■ **WRITTEN TASK 1**:
Answer these questions from the opinion:
(a) Who was the trial judge?
(b) What controlled substance was the appellant charged with distributing?
(c) How many arguments for reversal does the appellant present?
■ **WRITTEN TASK 2**:
Reproduce the part of the opinion between "Appeals from the" and "48-904.01 (a)(1) (2001).", inclusive, substituting "cocaine" for "heroin".
■ **WRITTEN TASK 3**:
According to the opinion, why does the appellant contend that the trial court erred in denying his Motion for Judgment of Acquittal on the unlawful possession charge?

■ **EXTRACT**:
Appeals from the Superior Court of the District of Columbia. (F-7685-03) (Hon. Judith Retchin, Trial Judge).
The opinion of the court was delivered by: Blackburne-rigsby, Associate Judge
(Amended April 24, 2008)*fn1
Before REID and BLACKBURNE-RIGSBY, Associate Judges, and KING, Senior Judge.
Appellant, Andre Otts, was charged with distributing a controlled substance (heroin) and unlawful possession of a controlled substance (heroin), both in violation of D.C. Code § 48-904.01 (a)(1) (2001).
In this consolidated appeal, appellant presents four arguments for reversal, of which the first two, are the primary focus of this opinion. Appellant first contends that the trial court plainly erred in admitting two DEA-7 chemist reports at trial when the chemist did not testify at trial. Second, appellant argues that the trial court erred in denying his D.C. Code § 23-110 (2001) motion for relief, in which he alleged that his trial counsel was ineffective for failing to raise an objection under the Confrontation Clause of the Sixth Amendment to the introduction of chemist reports, and for failing to move the trial court to reopen its pretrial ruling on the admissibility of appellant's statement made while in custody. Third, appellant contends that the trial court committed plain error in failing to reverse sua sponte its sua sponte pretrial ruling denying suppression of a statement appellant made while in police custody, when evidence introduced at trial revealed that the statement was made in response to interrogation. Fourth, appellant contends that the trial court erred in denying his Motion for Judgment of Acquittal as to the unlawful possession charge because the evidence was insufficient to establish that appellant possessed a "measurable" amount of heroin. We reject all four of appellant's arguments and affirm the decision of the trial court.

■ **INFORMATION PROVIDED**:
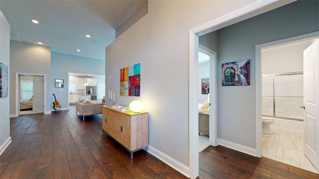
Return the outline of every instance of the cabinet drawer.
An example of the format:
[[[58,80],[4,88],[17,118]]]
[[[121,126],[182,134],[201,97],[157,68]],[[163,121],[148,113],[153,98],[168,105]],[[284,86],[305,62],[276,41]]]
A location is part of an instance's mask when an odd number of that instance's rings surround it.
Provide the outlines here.
[[[110,125],[111,125],[110,126]],[[121,128],[117,127],[118,127],[118,126],[117,126],[117,125],[113,125],[112,124],[108,124],[107,126],[107,130],[106,132],[119,142],[122,142],[122,133],[121,132]]]
[[[121,113],[120,112],[109,109],[108,109],[107,112],[108,114],[113,116],[114,118],[117,118],[121,119]]]
[[[108,115],[108,120],[111,122],[113,122],[118,125],[122,125],[122,120],[121,118],[115,117],[110,115]]]

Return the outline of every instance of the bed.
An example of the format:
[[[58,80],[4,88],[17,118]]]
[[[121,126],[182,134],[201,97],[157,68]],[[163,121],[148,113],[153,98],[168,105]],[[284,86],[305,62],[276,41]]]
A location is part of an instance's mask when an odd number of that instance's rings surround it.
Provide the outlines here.
[[[30,100],[30,99],[20,100],[20,111],[32,110],[33,101],[32,100]]]
[[[209,103],[206,99],[198,103],[198,134],[209,135]]]

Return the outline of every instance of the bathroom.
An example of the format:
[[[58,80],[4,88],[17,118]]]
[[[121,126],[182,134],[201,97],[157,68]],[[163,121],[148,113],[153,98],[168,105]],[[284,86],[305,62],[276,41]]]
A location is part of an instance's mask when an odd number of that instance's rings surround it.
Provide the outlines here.
[[[262,155],[319,173],[303,144],[303,52],[315,40],[262,50]]]

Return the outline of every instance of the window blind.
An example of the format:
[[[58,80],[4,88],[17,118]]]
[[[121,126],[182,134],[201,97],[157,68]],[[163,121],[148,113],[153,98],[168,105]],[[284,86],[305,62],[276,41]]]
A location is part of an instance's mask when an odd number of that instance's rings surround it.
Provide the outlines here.
[[[33,84],[32,81],[21,81],[21,99],[29,99],[33,95]]]

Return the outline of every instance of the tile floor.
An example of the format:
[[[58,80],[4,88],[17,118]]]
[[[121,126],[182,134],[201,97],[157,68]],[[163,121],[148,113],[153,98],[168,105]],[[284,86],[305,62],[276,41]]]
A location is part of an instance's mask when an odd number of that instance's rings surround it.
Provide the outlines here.
[[[198,151],[202,151],[204,149],[209,146],[209,136],[200,134],[198,136]]]
[[[272,130],[273,134],[263,134],[263,156],[319,174],[304,155],[304,136],[297,134]]]

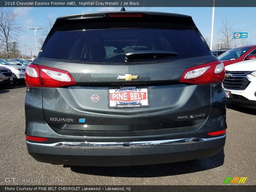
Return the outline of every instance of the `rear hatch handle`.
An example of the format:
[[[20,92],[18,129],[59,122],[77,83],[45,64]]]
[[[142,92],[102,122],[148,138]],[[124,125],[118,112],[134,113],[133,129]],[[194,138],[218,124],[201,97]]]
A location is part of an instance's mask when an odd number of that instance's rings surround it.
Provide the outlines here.
[[[138,51],[125,54],[125,60],[141,59],[156,59],[176,57],[177,52],[164,51]]]

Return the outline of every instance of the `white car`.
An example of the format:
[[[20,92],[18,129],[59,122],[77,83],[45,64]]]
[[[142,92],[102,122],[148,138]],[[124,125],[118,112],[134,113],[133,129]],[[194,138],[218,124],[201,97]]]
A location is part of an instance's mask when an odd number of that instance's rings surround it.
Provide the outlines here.
[[[256,109],[256,59],[225,67],[222,84],[228,101]]]

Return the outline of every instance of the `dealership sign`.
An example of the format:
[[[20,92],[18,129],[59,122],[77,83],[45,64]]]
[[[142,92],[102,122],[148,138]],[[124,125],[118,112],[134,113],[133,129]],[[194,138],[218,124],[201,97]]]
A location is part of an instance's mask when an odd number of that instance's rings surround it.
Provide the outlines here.
[[[234,32],[233,34],[233,39],[247,39],[248,38],[247,32]]]

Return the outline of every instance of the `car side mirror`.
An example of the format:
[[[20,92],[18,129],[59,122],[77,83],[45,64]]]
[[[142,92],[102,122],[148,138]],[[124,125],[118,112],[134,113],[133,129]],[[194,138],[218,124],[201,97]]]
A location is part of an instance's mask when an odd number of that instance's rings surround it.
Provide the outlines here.
[[[256,55],[250,55],[247,56],[245,60],[248,60],[255,59],[256,59]]]

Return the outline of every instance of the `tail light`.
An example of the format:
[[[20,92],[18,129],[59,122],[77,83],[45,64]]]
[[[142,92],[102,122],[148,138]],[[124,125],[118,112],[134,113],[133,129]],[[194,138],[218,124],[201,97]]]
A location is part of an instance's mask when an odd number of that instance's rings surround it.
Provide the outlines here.
[[[49,139],[45,137],[34,137],[26,135],[26,139],[30,141],[45,141],[48,140]]]
[[[25,80],[28,87],[56,88],[76,84],[68,71],[32,64],[27,67]]]
[[[218,60],[187,69],[180,83],[200,84],[221,82],[225,77],[223,63]]]
[[[226,133],[226,130],[222,130],[221,131],[215,131],[213,132],[211,132],[207,133],[207,135],[211,135],[211,136],[215,136],[215,135],[222,135]]]

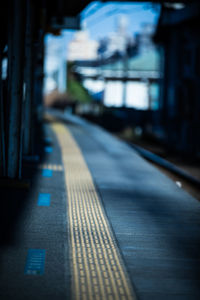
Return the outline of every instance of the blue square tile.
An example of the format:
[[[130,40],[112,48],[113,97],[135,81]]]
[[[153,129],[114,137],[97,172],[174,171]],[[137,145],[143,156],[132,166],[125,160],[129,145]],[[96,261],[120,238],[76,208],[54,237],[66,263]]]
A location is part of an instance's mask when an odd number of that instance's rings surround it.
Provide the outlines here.
[[[24,273],[26,275],[43,275],[45,263],[44,249],[29,249]]]
[[[53,171],[49,169],[43,169],[42,170],[42,176],[44,177],[52,177]]]
[[[40,193],[38,196],[38,206],[50,206],[51,195],[47,193]]]

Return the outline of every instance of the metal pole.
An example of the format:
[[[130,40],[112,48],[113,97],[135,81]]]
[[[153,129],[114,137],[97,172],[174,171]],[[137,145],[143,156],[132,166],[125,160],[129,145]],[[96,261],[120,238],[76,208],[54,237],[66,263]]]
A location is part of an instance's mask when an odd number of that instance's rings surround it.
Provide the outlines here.
[[[122,91],[122,106],[126,107],[126,92],[127,92],[127,71],[128,71],[128,55],[127,53],[124,54],[123,58],[123,67],[124,67],[124,78],[123,78],[123,91]]]
[[[24,1],[13,0],[13,23],[9,32],[10,58],[10,103],[8,117],[8,164],[7,176],[21,177],[22,162],[22,104],[23,104],[23,73],[24,73]]]
[[[24,103],[24,154],[33,154],[32,146],[32,103],[33,103],[33,4],[27,0],[26,8],[26,35],[25,35],[25,83],[26,94]]]

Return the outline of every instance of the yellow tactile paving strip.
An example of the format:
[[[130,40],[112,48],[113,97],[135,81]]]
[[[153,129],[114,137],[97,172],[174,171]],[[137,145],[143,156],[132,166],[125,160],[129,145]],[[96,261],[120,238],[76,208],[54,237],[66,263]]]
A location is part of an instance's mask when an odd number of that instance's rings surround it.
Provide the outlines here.
[[[135,299],[84,157],[69,130],[54,123],[65,171],[73,299]]]

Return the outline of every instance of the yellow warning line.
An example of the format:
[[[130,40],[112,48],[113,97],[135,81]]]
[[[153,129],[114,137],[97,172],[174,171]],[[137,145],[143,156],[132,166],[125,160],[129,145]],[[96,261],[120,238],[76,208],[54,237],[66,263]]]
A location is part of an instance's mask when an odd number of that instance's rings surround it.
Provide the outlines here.
[[[52,127],[61,146],[67,188],[72,298],[133,300],[128,274],[79,146],[65,126]]]

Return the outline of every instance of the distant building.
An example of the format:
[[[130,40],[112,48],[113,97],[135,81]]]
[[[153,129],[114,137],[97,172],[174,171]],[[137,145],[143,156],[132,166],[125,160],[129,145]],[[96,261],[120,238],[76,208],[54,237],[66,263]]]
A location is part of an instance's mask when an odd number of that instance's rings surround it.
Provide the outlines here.
[[[68,45],[67,60],[95,60],[98,47],[98,42],[91,40],[86,30],[78,31]]]
[[[117,20],[116,32],[100,41],[98,49],[101,58],[111,57],[114,54],[123,56],[126,54],[127,48],[135,44],[133,35],[127,32],[128,19],[121,15]]]
[[[200,4],[163,6],[155,41],[163,52],[162,125],[166,145],[200,155]]]

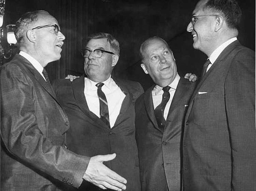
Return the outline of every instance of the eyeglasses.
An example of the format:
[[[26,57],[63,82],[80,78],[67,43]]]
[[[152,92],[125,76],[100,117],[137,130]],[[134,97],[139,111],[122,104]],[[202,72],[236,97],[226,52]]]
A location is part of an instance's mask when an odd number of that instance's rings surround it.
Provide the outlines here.
[[[59,31],[61,31],[60,30],[60,29],[59,29],[58,25],[57,25],[56,24],[55,24],[55,25],[41,25],[41,26],[37,26],[36,27],[33,28],[33,29],[32,29],[31,30],[40,29],[43,29],[44,28],[51,27],[52,26],[54,27],[54,29],[53,30],[54,30],[54,33],[55,33],[55,34],[56,34],[56,35],[58,35],[58,32]]]
[[[97,58],[101,58],[101,57],[102,56],[102,54],[104,52],[105,52],[106,53],[111,54],[114,54],[114,53],[113,53],[112,52],[110,52],[109,51],[107,51],[104,50],[102,50],[101,49],[96,49],[94,50],[90,50],[87,48],[82,49],[81,50],[81,53],[82,54],[82,56],[84,58],[87,58],[89,57],[90,54],[91,52],[93,52],[93,54],[95,57]]]
[[[191,23],[192,23],[192,25],[194,26],[195,23],[195,22],[196,21],[196,20],[197,19],[197,17],[216,17],[220,15],[220,14],[204,14],[202,15],[192,15],[191,17]]]

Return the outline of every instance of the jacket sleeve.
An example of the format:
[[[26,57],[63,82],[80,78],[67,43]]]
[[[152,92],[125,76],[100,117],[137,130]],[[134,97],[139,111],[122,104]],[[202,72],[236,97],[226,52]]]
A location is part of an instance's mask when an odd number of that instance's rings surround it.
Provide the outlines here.
[[[234,191],[253,191],[256,188],[255,67],[255,52],[240,51],[225,84]]]
[[[36,102],[40,100],[34,99],[33,82],[24,71],[15,65],[3,67],[0,80],[1,137],[6,149],[37,172],[79,187],[90,158],[47,138],[47,129],[39,127],[37,120]],[[49,122],[45,121],[46,126]]]

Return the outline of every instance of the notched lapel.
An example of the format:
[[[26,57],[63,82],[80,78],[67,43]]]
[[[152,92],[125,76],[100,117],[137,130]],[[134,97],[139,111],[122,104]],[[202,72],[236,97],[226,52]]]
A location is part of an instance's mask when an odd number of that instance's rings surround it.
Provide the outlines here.
[[[73,81],[72,88],[77,105],[84,113],[100,126],[109,128],[107,125],[98,116],[89,109],[88,105],[84,96],[84,76]]]
[[[41,74],[39,74],[38,71],[34,67],[33,65],[32,65],[32,64],[22,56],[19,54],[17,54],[16,56],[17,57],[15,56],[15,59],[19,60],[20,63],[22,63],[22,64],[20,65],[20,66],[25,66],[28,69],[30,72],[30,73],[35,78],[39,83],[45,90],[57,101],[56,96],[54,93],[54,91],[52,89],[52,87],[46,82]]]
[[[156,119],[154,109],[154,104],[153,103],[153,99],[152,98],[152,90],[154,88],[154,86],[153,86],[151,88],[148,89],[148,90],[145,92],[143,97],[144,103],[149,119],[152,122],[154,125],[157,128],[160,130],[158,128],[158,125],[157,125],[157,122]]]

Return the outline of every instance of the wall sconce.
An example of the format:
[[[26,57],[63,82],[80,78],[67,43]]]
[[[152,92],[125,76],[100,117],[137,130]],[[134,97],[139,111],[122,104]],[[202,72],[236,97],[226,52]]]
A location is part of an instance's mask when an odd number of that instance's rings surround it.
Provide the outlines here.
[[[17,41],[15,37],[14,31],[15,29],[15,25],[8,25],[6,26],[6,40],[9,44],[7,50],[4,48],[2,42],[4,39],[3,30],[2,28],[3,23],[3,15],[5,7],[6,0],[0,0],[0,65],[6,62],[13,56],[13,50],[16,47],[15,44]],[[6,62],[5,62],[5,61]]]

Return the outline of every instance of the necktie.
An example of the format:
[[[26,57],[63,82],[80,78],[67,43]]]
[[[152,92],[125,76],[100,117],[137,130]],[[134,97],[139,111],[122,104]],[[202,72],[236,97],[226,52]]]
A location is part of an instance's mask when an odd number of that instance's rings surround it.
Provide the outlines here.
[[[206,74],[206,71],[207,70],[207,68],[208,68],[208,66],[209,64],[211,64],[211,62],[210,61],[210,59],[209,58],[207,59],[204,64],[204,66],[203,67],[203,72],[202,72],[202,77],[201,77],[201,79],[203,78],[205,74]]]
[[[50,84],[50,80],[49,80],[49,78],[48,77],[48,75],[47,74],[47,71],[46,71],[46,70],[44,68],[43,70],[43,71],[42,72],[42,74],[44,75],[45,80],[46,80],[46,82],[48,83],[48,84]]]
[[[154,113],[158,126],[161,129],[163,130],[165,125],[166,120],[163,117],[163,112],[164,108],[170,99],[170,93],[169,90],[171,87],[167,86],[163,88],[163,94],[161,103],[159,104],[155,109]]]
[[[98,83],[96,86],[98,88],[97,93],[99,100],[99,113],[100,119],[110,128],[109,123],[109,115],[108,114],[108,102],[106,96],[101,89],[102,87],[104,85],[103,83]]]

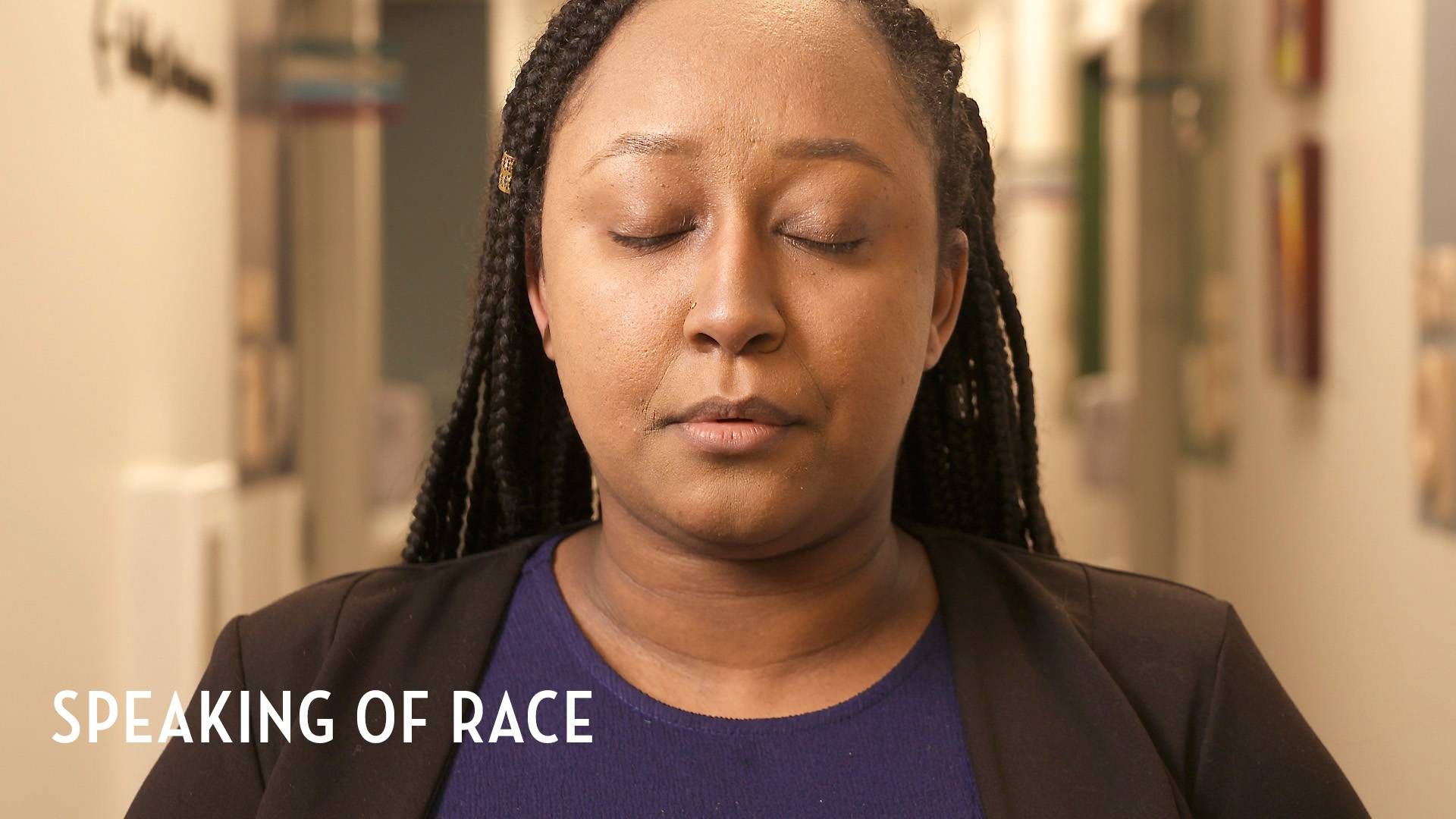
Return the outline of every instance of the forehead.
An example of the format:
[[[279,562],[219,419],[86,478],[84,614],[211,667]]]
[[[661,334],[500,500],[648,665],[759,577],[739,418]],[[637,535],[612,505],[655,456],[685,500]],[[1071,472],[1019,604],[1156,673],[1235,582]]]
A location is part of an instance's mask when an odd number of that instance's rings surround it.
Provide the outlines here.
[[[646,0],[563,106],[552,159],[581,162],[622,133],[686,133],[725,152],[850,138],[894,163],[916,147],[909,111],[852,1]]]

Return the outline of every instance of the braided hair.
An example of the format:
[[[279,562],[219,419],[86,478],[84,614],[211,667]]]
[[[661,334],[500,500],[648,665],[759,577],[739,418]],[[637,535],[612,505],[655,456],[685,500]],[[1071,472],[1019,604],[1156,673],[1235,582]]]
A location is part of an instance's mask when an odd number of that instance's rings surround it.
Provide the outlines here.
[[[970,239],[957,331],[925,372],[900,444],[897,516],[1057,554],[1037,477],[1026,338],[996,246],[994,173],[976,102],[958,90],[961,50],[907,0],[853,0],[888,47],[932,147],[941,235]],[[406,563],[480,552],[590,519],[591,463],[542,348],[526,296],[540,239],[553,124],[575,80],[636,0],[568,0],[502,109],[510,192],[491,176],[475,312],[460,388],[437,430],[403,549]],[[536,245],[539,246],[539,243]]]

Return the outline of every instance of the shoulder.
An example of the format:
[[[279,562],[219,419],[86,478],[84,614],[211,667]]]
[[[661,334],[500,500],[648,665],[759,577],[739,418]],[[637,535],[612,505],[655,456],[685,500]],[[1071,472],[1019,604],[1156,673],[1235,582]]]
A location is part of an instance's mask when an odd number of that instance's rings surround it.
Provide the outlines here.
[[[1176,580],[986,539],[980,539],[980,548],[1015,563],[1031,581],[1079,611],[1079,627],[1099,654],[1127,648],[1211,657],[1233,612],[1227,600]]]
[[[399,622],[428,627],[462,597],[504,605],[526,557],[549,535],[457,560],[339,574],[240,615],[230,627],[245,682],[265,691],[310,688],[331,653],[389,638]]]
[[[1085,647],[1088,667],[1144,713],[1188,707],[1239,628],[1227,600],[1185,583],[942,528],[920,532],[936,541],[942,565],[961,567],[942,573],[955,586],[943,593],[996,597],[1024,637]]]
[[[1025,548],[941,526],[911,525],[942,555],[964,563],[949,573],[978,576],[1012,605],[1056,609],[1098,653],[1130,646],[1144,651],[1217,653],[1230,619],[1227,600],[1194,586]]]

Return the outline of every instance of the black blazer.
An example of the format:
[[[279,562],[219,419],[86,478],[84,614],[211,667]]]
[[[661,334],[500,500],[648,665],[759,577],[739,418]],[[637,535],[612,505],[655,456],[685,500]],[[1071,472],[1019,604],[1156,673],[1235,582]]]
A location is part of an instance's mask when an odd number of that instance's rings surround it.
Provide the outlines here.
[[[987,819],[1369,816],[1227,602],[895,522],[933,567]],[[344,574],[233,618],[198,689],[274,704],[287,689],[294,710],[326,689],[328,708],[310,717],[332,717],[333,740],[309,742],[297,726],[291,743],[173,739],[128,816],[427,816],[456,749],[450,692],[476,691],[530,551],[587,523]],[[354,708],[371,689],[396,704],[402,691],[431,692],[415,702],[428,724],[412,743],[397,714],[393,739],[360,737]],[[195,694],[194,733],[198,708]]]

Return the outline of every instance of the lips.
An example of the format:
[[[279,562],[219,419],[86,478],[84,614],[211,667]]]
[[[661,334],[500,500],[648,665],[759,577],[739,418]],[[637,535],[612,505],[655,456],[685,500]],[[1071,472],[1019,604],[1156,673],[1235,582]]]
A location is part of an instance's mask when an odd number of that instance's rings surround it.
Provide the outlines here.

■ **RESULT 1**:
(a) Judith Retchin
(b) Heroin
(c) Four

■ **RESULT 2**:
Appeals from the Superior Court of the District of Columbia. (F-7685-03) (Hon. Judith Retchin, Trial Judge).
The opinion of the court was delivered by: Blackburne-rigsby, Associate Judge
(Amended April 24, 2008)*fn1
Before REID and BLACKBURNE-RIGSBY, Associate Judges, and KING, Senior Judge.
Appellant, Andre Otts, was charged with distributing a controlled substance (cocaine) and unlawful possession of a controlled substance (cocaine), both in violation of D.C. Code § 48-904.01 (a)(1) (2001).

■ **RESULT 3**:
He contends that the evidence was insufficient to establish that he possessed a "measurable" amount of heroin.